Reproduce, unchanged, the lines of the listing below, starting with the line that contains "sunlit leaf. Report bounding boxes for all instances." and continuing through the line that contains "[228,179,329,208]", with both of those lines included.

§ PROVIDED INFORMATION
╔══

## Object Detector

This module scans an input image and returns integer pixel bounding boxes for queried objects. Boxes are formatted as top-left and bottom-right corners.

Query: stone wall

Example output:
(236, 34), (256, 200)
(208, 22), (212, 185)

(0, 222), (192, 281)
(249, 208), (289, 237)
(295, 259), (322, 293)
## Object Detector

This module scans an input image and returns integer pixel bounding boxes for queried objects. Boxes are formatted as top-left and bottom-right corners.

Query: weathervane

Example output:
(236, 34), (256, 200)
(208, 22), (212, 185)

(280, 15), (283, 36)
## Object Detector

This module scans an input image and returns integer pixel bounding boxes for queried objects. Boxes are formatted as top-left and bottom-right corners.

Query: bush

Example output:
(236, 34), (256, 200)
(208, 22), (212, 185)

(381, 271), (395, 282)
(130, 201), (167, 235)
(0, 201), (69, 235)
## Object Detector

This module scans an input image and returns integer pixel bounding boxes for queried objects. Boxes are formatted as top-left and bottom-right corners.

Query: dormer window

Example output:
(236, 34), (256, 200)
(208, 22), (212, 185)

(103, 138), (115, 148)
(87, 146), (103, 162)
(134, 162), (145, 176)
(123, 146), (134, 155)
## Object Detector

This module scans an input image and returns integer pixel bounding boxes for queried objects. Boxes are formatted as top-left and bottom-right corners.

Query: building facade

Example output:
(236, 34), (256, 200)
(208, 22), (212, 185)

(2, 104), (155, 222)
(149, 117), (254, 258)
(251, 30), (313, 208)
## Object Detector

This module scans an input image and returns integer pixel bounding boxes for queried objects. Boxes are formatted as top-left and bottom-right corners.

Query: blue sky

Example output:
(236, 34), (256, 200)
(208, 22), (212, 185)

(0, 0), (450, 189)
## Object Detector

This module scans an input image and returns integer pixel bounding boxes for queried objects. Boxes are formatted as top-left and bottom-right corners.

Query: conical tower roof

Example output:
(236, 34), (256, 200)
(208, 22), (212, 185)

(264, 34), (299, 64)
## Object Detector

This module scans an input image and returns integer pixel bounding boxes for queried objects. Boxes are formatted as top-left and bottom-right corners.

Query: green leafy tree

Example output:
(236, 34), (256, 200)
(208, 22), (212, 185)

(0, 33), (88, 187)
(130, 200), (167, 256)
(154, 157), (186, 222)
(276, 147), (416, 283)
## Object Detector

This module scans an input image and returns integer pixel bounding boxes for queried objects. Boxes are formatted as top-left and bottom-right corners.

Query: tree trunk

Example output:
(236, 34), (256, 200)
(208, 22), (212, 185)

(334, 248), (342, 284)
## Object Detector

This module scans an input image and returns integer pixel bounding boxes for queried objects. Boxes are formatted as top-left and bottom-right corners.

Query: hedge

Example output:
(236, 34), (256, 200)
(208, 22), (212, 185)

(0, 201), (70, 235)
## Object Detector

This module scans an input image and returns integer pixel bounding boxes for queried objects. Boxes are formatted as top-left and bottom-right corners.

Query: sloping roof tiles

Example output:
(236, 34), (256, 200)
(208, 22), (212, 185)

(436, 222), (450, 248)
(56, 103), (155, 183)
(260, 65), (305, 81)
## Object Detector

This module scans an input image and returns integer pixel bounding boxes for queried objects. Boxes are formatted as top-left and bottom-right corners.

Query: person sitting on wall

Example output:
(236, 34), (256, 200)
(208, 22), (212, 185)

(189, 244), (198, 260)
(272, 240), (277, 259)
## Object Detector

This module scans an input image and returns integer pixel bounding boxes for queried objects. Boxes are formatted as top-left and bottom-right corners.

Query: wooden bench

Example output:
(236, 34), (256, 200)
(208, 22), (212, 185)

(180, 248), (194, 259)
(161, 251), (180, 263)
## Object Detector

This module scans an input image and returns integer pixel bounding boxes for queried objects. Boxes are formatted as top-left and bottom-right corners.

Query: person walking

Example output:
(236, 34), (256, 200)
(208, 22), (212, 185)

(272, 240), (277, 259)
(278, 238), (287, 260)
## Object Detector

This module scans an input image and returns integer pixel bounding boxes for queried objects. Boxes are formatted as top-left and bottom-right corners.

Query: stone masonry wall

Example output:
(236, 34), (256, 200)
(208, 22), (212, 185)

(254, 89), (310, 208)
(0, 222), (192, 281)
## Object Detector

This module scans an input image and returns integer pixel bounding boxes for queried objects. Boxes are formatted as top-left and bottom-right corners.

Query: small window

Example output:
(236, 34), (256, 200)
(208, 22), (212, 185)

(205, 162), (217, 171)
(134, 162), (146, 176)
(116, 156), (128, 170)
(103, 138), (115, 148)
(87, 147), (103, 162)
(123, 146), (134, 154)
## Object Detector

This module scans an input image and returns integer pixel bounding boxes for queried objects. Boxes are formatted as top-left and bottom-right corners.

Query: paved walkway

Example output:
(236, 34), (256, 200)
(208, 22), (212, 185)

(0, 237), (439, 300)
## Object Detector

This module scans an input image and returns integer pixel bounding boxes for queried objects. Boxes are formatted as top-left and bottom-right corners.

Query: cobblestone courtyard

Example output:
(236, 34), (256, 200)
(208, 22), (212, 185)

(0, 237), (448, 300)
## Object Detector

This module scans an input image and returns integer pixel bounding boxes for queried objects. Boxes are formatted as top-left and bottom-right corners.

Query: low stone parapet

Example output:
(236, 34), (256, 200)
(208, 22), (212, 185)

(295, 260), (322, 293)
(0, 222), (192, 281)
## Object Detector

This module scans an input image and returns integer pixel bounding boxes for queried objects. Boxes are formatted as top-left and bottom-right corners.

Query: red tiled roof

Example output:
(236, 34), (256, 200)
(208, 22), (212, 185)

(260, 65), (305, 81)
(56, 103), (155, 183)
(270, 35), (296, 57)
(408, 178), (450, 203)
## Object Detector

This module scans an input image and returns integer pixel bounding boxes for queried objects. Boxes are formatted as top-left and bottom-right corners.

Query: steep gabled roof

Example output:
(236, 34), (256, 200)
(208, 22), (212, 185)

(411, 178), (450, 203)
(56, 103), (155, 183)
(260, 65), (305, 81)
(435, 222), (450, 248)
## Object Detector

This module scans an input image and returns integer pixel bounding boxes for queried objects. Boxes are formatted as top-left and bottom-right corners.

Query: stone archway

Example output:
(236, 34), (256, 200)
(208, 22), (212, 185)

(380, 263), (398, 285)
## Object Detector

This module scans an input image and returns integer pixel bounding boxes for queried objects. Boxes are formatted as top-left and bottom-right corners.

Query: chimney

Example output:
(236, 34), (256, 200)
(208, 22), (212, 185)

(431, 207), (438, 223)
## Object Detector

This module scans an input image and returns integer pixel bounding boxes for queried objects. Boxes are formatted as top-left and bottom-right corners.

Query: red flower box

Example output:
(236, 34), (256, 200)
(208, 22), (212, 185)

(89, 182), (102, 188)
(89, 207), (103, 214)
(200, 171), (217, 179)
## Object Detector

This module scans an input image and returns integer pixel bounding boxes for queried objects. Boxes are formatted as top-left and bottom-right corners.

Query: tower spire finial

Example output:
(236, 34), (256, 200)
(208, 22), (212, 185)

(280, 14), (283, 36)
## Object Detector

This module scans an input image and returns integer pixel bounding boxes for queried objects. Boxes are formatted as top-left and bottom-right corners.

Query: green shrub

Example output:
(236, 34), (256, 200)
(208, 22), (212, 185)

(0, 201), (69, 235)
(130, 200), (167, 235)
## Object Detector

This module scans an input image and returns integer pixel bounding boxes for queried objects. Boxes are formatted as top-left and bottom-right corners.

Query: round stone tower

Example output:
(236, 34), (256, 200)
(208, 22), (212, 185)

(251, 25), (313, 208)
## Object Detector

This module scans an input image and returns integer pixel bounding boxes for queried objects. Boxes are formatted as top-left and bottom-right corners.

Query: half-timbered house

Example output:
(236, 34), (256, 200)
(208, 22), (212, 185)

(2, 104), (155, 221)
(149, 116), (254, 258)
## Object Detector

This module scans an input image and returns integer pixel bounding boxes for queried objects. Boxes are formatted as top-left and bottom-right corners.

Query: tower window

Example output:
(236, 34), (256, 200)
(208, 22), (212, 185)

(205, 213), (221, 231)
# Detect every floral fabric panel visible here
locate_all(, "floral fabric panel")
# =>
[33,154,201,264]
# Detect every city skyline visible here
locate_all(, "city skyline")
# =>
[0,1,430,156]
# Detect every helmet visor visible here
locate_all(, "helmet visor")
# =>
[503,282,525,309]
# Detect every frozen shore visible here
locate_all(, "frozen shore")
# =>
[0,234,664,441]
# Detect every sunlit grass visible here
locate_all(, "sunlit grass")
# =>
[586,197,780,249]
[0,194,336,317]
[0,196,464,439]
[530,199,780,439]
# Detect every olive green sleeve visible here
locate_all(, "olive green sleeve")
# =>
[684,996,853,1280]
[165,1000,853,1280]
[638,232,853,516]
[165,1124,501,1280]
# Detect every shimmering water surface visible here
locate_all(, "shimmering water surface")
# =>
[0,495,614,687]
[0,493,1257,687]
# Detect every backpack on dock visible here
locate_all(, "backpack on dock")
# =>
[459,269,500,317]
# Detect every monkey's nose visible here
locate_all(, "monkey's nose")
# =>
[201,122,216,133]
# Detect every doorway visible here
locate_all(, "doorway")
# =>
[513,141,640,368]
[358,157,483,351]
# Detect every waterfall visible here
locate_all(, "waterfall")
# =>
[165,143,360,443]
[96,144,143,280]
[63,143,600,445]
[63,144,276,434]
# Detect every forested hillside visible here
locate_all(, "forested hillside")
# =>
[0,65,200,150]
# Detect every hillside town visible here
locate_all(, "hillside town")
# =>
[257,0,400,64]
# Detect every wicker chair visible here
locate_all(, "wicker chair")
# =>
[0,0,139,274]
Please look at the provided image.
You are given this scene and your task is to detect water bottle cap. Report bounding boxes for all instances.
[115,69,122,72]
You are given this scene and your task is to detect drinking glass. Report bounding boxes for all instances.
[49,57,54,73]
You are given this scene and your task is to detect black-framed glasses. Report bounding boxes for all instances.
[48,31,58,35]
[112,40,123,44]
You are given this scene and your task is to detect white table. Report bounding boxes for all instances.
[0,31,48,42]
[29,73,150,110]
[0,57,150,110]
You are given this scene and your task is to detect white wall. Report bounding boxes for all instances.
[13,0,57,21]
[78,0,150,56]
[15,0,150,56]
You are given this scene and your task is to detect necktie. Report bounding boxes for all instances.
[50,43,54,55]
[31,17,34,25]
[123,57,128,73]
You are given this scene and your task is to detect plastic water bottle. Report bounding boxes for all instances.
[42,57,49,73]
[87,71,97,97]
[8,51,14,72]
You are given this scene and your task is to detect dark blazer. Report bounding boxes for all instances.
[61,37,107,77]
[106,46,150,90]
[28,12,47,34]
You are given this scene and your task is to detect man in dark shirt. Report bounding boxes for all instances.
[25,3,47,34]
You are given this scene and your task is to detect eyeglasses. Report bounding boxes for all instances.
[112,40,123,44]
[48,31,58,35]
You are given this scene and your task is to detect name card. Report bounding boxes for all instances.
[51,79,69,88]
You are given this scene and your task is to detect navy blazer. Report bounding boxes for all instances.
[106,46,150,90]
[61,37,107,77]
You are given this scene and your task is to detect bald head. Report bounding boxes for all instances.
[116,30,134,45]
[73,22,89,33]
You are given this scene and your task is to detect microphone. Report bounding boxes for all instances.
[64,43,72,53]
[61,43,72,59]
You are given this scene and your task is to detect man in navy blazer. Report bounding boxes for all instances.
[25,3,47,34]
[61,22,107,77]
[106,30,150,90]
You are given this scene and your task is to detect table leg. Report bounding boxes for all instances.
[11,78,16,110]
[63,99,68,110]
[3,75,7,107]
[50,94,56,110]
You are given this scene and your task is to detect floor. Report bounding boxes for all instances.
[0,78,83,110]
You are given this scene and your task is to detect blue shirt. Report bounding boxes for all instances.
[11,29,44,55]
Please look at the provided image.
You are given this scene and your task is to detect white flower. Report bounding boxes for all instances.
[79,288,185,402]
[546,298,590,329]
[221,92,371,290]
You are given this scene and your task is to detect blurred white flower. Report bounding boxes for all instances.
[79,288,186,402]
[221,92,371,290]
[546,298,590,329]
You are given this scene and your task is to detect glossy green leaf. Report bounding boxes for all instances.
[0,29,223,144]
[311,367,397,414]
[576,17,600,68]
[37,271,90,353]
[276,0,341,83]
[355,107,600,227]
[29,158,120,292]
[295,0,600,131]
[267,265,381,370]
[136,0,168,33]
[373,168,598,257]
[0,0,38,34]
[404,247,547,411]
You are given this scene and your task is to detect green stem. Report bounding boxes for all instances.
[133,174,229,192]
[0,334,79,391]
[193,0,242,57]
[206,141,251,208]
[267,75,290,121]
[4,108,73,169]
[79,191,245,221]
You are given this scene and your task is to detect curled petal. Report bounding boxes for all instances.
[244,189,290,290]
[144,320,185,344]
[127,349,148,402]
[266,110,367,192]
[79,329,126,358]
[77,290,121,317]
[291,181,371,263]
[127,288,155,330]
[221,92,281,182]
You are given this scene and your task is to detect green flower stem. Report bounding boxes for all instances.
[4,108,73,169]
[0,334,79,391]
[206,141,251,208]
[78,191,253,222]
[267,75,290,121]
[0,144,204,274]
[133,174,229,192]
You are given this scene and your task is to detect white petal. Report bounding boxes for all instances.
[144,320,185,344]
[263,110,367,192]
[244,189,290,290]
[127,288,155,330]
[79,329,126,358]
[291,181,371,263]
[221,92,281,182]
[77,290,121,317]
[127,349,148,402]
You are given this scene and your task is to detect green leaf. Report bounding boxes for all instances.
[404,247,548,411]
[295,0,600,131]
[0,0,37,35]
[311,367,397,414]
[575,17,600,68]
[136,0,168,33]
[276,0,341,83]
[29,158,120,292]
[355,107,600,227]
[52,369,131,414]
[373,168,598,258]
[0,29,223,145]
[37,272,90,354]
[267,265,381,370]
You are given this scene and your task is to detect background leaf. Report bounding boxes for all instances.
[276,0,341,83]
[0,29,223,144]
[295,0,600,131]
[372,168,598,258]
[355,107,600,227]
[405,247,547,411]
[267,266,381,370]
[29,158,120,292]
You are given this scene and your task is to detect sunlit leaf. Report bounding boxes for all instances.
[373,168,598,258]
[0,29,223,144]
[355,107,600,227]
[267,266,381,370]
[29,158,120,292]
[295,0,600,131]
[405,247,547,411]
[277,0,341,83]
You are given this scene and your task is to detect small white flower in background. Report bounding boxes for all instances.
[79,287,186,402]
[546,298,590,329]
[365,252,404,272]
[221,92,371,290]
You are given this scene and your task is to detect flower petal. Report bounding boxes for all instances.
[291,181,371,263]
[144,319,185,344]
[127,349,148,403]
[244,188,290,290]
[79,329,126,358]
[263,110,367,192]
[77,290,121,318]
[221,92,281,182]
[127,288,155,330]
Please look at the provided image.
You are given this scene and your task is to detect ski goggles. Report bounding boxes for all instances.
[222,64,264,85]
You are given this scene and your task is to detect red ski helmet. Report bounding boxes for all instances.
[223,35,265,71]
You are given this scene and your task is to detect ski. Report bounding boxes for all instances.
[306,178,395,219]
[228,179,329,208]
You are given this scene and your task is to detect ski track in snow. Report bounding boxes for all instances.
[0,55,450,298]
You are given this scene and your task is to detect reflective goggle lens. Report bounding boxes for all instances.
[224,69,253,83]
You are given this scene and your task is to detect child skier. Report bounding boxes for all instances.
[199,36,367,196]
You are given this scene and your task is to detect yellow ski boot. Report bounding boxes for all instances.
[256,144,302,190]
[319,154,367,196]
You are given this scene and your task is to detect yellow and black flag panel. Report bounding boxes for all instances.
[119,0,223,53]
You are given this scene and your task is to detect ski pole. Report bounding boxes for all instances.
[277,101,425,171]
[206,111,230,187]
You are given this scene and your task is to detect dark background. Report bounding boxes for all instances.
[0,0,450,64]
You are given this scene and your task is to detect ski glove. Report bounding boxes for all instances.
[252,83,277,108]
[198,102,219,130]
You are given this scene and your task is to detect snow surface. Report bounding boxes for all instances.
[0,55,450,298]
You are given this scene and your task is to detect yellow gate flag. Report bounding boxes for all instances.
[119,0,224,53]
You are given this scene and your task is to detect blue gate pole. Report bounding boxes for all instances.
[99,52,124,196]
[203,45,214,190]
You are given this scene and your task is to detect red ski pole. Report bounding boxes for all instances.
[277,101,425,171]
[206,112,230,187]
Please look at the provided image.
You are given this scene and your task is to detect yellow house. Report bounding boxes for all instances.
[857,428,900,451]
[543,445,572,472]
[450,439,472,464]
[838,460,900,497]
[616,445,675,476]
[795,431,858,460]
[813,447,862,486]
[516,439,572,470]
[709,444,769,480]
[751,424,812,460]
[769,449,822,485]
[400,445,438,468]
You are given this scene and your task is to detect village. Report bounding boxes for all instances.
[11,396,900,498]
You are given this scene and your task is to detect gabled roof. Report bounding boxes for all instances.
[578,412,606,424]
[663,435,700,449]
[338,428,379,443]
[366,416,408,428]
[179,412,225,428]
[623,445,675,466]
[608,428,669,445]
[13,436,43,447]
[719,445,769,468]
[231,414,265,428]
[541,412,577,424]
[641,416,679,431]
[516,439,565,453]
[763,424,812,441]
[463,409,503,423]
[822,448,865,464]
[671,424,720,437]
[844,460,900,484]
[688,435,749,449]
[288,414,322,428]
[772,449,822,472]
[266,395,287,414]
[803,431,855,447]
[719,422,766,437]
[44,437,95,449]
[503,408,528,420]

╚══

§ RESPONSE TO THE TASK
You are given this scene and your task is to detect sunlit leaf. Report bounding boxes for all instances.
[373,168,598,258]
[0,29,223,144]
[355,107,600,227]
[267,266,381,370]
[29,158,120,292]
[295,0,600,131]
[405,247,547,411]
[277,0,341,83]
You are given this scene and your task is to detect small white flower in background. Report bounding boxes for all instances.
[79,287,186,402]
[546,298,590,329]
[365,252,404,272]
[221,92,371,290]
You are given this scene and your task is to detect flower petal. Report bounding boxes for all instances.
[291,181,371,263]
[144,319,185,344]
[127,349,148,403]
[244,188,290,290]
[79,329,126,358]
[263,110,367,192]
[77,290,121,318]
[221,92,281,182]
[127,288,155,330]
Please look at the provided image.
You are given this scene and your task is to detect ski goggles. Report bounding boxes for all instances.
[222,64,264,85]
You are given this scene and your task is to detect red ski helmet. Report bounding boxes for all instances.
[223,35,265,71]
You are given this scene and your task is to detect ski. Report bounding boxes for all instances.
[306,178,395,219]
[228,179,329,208]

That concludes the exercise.